Return, word for word, everything from the start of the entries down to and including the line that contains "[[190, 107]]".
[start]
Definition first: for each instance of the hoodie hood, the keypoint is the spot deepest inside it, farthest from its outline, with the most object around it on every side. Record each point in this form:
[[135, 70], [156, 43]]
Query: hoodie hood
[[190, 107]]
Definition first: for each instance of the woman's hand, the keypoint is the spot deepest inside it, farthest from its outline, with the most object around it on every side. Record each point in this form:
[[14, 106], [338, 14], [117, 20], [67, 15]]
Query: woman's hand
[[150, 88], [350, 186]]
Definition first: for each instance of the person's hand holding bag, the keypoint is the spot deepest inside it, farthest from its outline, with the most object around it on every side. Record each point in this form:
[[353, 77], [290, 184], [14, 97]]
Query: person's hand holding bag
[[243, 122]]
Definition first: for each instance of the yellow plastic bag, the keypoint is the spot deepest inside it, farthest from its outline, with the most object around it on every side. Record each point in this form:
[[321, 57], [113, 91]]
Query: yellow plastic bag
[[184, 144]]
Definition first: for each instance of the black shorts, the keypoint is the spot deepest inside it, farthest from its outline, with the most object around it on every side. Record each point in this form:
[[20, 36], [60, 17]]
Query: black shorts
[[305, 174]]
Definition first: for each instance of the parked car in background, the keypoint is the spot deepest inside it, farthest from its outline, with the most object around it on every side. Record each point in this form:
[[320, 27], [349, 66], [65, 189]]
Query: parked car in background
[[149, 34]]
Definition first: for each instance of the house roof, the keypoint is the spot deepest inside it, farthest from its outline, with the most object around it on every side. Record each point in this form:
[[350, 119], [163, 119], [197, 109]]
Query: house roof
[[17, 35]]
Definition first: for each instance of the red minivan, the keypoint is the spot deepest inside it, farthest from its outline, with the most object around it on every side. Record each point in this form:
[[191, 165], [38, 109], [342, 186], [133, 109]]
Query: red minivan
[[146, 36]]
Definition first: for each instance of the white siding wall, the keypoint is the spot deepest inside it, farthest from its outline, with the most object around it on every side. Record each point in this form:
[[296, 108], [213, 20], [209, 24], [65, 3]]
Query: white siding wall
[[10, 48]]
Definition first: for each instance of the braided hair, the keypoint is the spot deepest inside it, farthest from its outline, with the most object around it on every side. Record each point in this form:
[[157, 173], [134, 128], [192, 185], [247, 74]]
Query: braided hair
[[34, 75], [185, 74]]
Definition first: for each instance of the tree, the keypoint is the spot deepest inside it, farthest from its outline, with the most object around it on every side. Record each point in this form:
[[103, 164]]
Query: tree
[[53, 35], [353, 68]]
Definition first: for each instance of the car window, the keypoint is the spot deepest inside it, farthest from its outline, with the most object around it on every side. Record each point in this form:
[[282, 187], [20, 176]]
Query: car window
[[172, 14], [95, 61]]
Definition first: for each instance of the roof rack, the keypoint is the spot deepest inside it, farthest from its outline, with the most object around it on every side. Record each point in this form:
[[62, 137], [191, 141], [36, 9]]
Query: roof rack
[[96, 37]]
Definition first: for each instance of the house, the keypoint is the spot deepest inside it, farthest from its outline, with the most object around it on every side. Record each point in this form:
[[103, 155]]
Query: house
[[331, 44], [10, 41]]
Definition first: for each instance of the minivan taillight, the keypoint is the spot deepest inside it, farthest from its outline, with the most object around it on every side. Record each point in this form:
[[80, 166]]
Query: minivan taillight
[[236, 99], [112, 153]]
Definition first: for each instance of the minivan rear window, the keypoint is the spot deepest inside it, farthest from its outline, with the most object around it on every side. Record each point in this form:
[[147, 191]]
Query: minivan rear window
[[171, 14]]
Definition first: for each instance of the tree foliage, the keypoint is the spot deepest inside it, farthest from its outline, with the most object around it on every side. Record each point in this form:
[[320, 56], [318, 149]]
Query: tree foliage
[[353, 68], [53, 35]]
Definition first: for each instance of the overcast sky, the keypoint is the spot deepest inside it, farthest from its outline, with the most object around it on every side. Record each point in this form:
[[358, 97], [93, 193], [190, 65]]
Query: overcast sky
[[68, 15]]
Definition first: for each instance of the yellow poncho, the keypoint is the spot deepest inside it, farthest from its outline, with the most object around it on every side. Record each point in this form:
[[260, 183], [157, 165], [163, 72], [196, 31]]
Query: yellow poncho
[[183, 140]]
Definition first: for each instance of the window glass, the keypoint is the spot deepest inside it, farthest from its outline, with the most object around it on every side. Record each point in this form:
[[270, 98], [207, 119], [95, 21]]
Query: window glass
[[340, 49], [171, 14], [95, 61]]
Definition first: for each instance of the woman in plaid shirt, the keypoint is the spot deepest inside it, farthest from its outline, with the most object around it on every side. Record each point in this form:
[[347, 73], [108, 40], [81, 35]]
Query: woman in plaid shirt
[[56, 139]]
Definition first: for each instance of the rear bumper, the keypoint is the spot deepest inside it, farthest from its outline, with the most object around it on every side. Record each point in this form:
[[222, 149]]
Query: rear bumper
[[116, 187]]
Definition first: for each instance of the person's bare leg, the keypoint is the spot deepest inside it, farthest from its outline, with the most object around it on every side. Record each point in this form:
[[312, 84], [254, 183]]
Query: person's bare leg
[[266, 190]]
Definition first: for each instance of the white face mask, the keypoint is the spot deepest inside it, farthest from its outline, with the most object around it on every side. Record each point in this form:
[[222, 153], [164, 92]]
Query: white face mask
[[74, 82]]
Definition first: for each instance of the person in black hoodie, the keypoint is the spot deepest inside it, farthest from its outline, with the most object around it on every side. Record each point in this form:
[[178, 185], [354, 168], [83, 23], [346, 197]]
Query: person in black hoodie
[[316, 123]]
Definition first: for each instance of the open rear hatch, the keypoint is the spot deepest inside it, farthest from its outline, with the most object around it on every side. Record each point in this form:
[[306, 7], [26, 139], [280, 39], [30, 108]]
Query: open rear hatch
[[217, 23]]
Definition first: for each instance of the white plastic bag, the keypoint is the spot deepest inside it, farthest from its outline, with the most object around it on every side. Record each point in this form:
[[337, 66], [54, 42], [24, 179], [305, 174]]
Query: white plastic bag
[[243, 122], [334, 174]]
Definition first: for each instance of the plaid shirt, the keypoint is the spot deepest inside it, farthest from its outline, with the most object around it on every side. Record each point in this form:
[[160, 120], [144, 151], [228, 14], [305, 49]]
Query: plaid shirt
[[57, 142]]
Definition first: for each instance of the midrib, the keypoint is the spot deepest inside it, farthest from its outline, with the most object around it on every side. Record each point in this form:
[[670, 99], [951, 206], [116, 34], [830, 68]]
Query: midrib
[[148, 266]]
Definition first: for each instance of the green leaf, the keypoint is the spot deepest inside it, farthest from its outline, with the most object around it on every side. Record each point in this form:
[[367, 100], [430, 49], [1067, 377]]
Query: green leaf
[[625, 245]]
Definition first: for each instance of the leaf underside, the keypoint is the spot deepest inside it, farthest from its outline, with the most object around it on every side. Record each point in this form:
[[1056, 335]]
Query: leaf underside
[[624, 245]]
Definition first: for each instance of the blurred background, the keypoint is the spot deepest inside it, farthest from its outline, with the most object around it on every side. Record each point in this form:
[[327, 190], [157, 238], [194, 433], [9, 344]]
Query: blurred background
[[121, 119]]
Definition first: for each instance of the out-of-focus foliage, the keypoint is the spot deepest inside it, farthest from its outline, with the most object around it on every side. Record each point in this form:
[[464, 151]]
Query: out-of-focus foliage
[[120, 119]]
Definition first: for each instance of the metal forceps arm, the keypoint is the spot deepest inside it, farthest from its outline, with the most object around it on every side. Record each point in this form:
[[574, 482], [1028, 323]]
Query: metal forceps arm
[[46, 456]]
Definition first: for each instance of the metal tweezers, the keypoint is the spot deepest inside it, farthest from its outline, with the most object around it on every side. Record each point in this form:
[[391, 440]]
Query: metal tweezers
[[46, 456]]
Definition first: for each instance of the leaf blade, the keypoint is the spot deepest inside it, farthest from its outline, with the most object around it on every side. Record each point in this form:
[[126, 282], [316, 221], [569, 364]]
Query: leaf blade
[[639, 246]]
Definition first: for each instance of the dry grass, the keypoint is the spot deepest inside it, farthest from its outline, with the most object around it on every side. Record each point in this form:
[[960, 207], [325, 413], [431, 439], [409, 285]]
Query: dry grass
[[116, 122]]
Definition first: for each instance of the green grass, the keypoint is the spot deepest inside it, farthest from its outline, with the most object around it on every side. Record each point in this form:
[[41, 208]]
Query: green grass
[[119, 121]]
[end]
**Result**:
Definition first: for each instance of the hoodie hood, the keypoint is the spot deepest inside it, farthest from its outline, with the most object around it on every side. Record each point in this form:
[[135, 70], [156, 43]]
Query: hoodie hood
[[190, 107]]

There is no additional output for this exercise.